▸ Отрывок:
+-------+

Авторитет Анны Константиновны как знатока песен в деревне был непререкаем. И с Виктором Петровичем были тёплые дружеские отношения. Объединяла их любовь к русской песне, к народному фольклору: скороговорки и поговорки, считалки и дразнилки, песенки-припевки, частушки и прибаутки, легенды, предания, сказания. Люди к ним тянулись. Покоряла доброжелательность, открытость, искренность...

Для писателя одной из главных тем на протяжении всего творчества была музыка. Она его волновала, растила, воспитывала. Из письма композитору Г. В. Свиридову:

"А в моей родной деревне осталась ещё родня, и иногда мы все поём, и осколки семей наших деревенских тоже ещё поют, иногда протяжно, вольно со слезою. Вот эти часы я очень люблю, всегда они меня трогают и не дают вовсе упасть духом. Но все родичи уже старые, и как "упадёт" один из хора - образуется дыра, и никто её уже не затыкает, ибо не знают нынешние парни и девки наших старых песен, стыдятся их, зато вихляться задами по-бабьи не стыдно. Ну что ж, наверное, самая отрадная и закономерная поговорка: "Другие времена, другие песни". Не хочется с этим соглашаться, не хочется слышать какие-то завывания на нерусский лад, и вывёртывать горло не по-нашему тоже больно и неловко".

+-------+

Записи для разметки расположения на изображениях
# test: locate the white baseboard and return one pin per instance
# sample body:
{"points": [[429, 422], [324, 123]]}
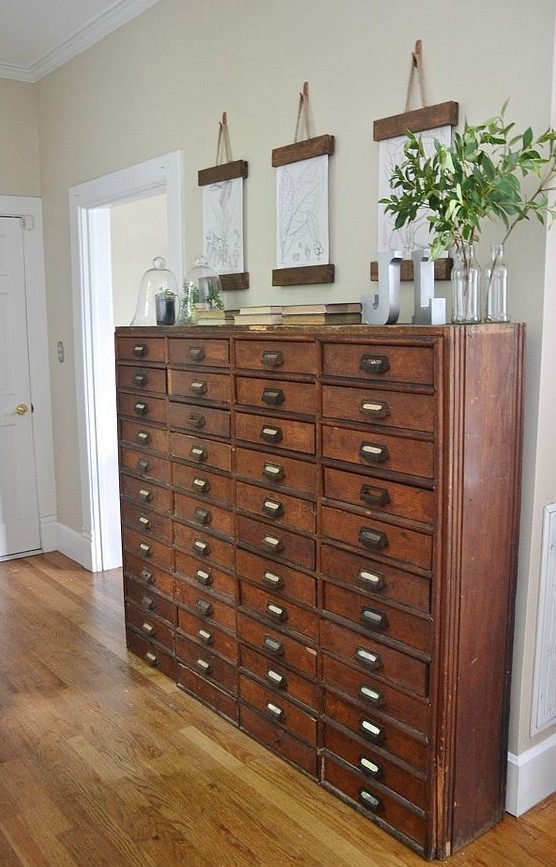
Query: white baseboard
{"points": [[531, 777]]}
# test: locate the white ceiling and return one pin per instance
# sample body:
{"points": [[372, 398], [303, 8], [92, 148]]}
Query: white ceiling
{"points": [[37, 36]]}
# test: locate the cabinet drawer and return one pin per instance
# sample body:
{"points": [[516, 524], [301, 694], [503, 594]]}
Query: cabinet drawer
{"points": [[375, 801], [148, 549], [191, 417], [142, 378], [277, 645], [202, 483], [278, 709], [378, 618], [269, 540], [278, 470], [204, 514], [146, 464], [280, 679], [154, 655], [147, 493], [202, 351], [394, 739], [298, 436], [388, 408], [276, 355], [298, 397], [378, 451], [368, 534], [371, 656], [206, 664], [380, 495], [280, 507], [207, 453], [376, 695], [280, 613], [277, 578], [205, 606], [410, 364], [150, 627], [146, 521], [207, 634], [143, 406], [141, 348], [379, 579], [375, 765], [201, 384], [203, 575], [138, 434], [279, 741]]}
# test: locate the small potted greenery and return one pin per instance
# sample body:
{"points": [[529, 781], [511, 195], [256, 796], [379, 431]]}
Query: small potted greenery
{"points": [[488, 173]]}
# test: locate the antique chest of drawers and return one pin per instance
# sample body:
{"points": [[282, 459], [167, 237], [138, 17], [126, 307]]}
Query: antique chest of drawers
{"points": [[320, 542]]}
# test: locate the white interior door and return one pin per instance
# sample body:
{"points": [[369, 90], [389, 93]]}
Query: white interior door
{"points": [[19, 512]]}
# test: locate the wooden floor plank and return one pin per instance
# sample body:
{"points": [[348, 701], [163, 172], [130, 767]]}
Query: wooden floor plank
{"points": [[104, 761]]}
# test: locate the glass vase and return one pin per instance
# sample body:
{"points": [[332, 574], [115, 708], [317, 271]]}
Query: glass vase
{"points": [[496, 287], [466, 283]]}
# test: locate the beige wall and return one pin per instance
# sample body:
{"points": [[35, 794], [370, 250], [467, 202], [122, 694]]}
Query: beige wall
{"points": [[162, 82]]}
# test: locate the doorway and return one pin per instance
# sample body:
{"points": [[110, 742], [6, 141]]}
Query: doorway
{"points": [[90, 213]]}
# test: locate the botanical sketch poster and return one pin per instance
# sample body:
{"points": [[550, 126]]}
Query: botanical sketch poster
{"points": [[391, 154], [223, 225], [302, 213]]}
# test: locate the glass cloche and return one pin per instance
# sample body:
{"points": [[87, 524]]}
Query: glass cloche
{"points": [[158, 300]]}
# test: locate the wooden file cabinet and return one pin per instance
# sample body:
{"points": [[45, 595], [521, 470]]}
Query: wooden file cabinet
{"points": [[320, 541]]}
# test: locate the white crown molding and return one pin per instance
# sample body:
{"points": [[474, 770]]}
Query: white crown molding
{"points": [[95, 30]]}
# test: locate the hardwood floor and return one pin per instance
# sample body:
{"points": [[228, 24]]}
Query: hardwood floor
{"points": [[103, 761]]}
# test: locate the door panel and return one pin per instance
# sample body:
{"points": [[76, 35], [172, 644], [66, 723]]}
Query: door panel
{"points": [[19, 515]]}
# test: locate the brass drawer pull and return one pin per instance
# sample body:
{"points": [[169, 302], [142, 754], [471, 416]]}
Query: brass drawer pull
{"points": [[271, 434], [273, 543], [273, 646], [371, 731], [374, 408], [272, 508], [274, 472], [375, 540], [203, 577], [374, 363], [375, 620], [273, 396], [368, 658], [203, 607], [276, 613], [374, 496], [374, 453], [272, 358]]}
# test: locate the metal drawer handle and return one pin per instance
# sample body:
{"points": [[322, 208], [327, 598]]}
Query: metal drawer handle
{"points": [[272, 358], [374, 496], [271, 434], [274, 472], [368, 658], [374, 453], [375, 620], [373, 539], [374, 363], [273, 396]]}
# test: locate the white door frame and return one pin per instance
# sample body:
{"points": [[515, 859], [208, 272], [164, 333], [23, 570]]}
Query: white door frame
{"points": [[94, 337]]}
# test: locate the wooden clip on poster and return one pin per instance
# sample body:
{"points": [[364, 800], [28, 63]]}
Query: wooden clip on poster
{"points": [[223, 213], [302, 242]]}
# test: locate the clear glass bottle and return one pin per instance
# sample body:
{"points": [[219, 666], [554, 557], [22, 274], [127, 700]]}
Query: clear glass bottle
{"points": [[466, 284], [496, 287]]}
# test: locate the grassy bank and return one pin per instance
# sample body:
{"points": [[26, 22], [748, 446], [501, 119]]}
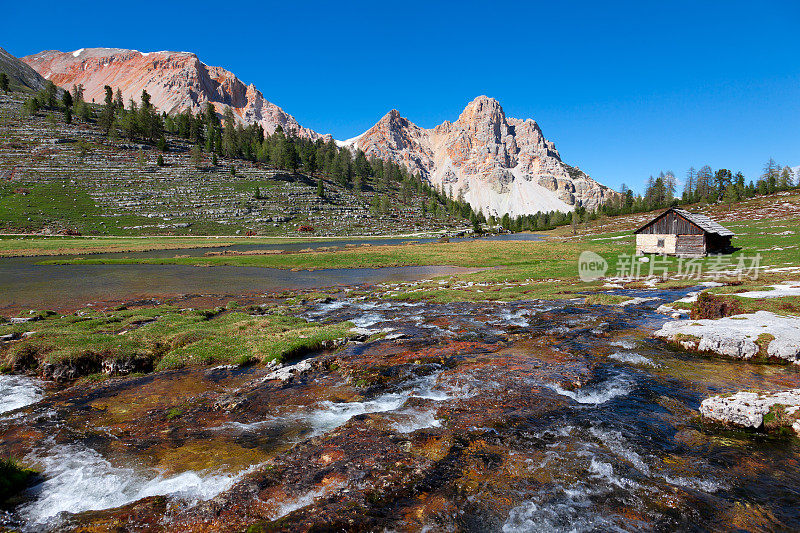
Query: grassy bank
{"points": [[159, 338], [36, 245]]}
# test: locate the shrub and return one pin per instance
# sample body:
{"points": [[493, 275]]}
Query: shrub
{"points": [[710, 306], [13, 478]]}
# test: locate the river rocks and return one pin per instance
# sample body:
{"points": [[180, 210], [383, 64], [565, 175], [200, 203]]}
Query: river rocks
{"points": [[288, 372], [755, 410], [758, 335]]}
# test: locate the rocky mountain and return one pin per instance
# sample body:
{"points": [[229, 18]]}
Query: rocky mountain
{"points": [[20, 75], [499, 164], [175, 81]]}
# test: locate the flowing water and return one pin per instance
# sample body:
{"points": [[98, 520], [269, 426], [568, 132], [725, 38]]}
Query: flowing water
{"points": [[528, 416]]}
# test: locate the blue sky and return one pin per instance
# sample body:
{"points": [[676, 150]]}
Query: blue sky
{"points": [[625, 89]]}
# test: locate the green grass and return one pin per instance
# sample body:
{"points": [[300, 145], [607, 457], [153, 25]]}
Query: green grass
{"points": [[37, 245], [165, 337], [13, 478]]}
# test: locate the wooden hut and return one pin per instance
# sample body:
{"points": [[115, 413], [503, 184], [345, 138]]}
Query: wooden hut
{"points": [[678, 232]]}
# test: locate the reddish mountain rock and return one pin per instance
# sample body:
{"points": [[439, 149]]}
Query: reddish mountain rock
{"points": [[498, 164], [175, 80]]}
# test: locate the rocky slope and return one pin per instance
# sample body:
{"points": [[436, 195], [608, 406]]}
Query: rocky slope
{"points": [[500, 164], [175, 80], [20, 75]]}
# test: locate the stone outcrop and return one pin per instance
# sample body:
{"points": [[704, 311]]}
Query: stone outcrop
{"points": [[754, 410], [758, 335], [175, 80], [498, 164]]}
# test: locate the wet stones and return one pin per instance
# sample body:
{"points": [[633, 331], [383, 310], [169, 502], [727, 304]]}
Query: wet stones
{"points": [[755, 410], [761, 335]]}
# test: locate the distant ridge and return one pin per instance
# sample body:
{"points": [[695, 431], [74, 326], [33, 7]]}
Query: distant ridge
{"points": [[175, 80], [21, 76]]}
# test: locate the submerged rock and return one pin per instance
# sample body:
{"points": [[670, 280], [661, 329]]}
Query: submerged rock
{"points": [[760, 334], [755, 409]]}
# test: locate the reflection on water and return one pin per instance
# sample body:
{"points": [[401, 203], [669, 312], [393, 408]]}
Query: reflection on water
{"points": [[24, 284]]}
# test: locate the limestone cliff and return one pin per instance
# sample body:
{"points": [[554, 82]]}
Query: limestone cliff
{"points": [[499, 164], [175, 81]]}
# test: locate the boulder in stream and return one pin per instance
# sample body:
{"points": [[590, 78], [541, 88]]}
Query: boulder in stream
{"points": [[755, 410], [757, 335]]}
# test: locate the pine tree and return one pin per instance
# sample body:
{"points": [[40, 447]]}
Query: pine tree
{"points": [[66, 99], [228, 133], [704, 177]]}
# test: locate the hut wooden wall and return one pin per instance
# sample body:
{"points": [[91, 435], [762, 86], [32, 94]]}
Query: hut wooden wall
{"points": [[671, 223], [694, 245]]}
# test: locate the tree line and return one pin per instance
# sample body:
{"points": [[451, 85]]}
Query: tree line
{"points": [[215, 137], [286, 150]]}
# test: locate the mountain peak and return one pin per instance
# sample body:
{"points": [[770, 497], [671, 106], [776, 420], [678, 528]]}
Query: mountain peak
{"points": [[175, 81], [483, 110], [500, 165]]}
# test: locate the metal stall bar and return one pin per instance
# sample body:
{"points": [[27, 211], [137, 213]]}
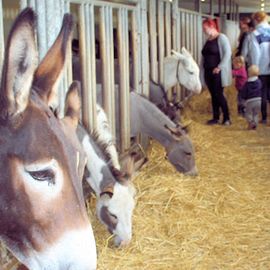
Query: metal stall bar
{"points": [[135, 50], [88, 65], [161, 42], [153, 40], [142, 11], [107, 60], [1, 36], [123, 56], [175, 26], [168, 30], [176, 42]]}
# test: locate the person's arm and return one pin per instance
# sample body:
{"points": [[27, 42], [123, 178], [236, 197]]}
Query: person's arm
{"points": [[244, 51], [254, 50], [202, 71], [243, 92], [237, 72], [226, 49]]}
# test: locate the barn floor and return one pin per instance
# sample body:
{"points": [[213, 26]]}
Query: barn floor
{"points": [[217, 220]]}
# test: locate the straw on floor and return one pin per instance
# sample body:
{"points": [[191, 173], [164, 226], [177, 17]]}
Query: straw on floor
{"points": [[217, 220]]}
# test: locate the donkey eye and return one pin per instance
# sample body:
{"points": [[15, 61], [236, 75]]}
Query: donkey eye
{"points": [[44, 175], [114, 217]]}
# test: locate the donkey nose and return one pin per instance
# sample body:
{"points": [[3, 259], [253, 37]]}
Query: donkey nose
{"points": [[192, 172], [198, 89], [119, 242], [124, 243]]}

+-------+

▸ Задания к упражнению:
1. Повторите без изменений фрагмент отрывка от слов «Авторитет Анны Константиновны как» до слов «доброжелательность, открытость, искренность...» включительно.
2. Проверьте, соответствуют ли отрывку утверждения (а), (б) и (в), ответив на каждое «да» или «нет» и дословно приведя решающие слова отрывка.
(а) Анну Константиновну и Виктора Петровича связывали тёплые дружеские отношения.
(б) В письме сказано, что нынешние парни и девки хорошо знают старые песни.
(в) Поговорку «Другие времена, другие песни» в письме называют самой отрадной и закономерной.
Записи для работы не понадобятся.

▸ Ответы по порядку:
1.
Авторитет Анны Константиновны как знатока песен в деревне был непререкаем. И с Виктором Петровичем были тёплые дружеские отношения. Объединяла их любовь к русской песне, к народному фольклору: скороговорки и поговорки, считалки и дразнилки, песенки-припевки, частушки и прибаутки, легенды, предания, сказания. Люди к ним тянулись. Покоряла доброжелательность, открытость, искренность...

2.
(а) Да: «И с Виктором Петровичем были тёплые дружеские отношения».
(б) Нет: «не знают нынешние парни и девки наших старых песен».
(в) Да: «наверное, самая отрадная и закономерная поговорка: "Другие времена, другие песни"».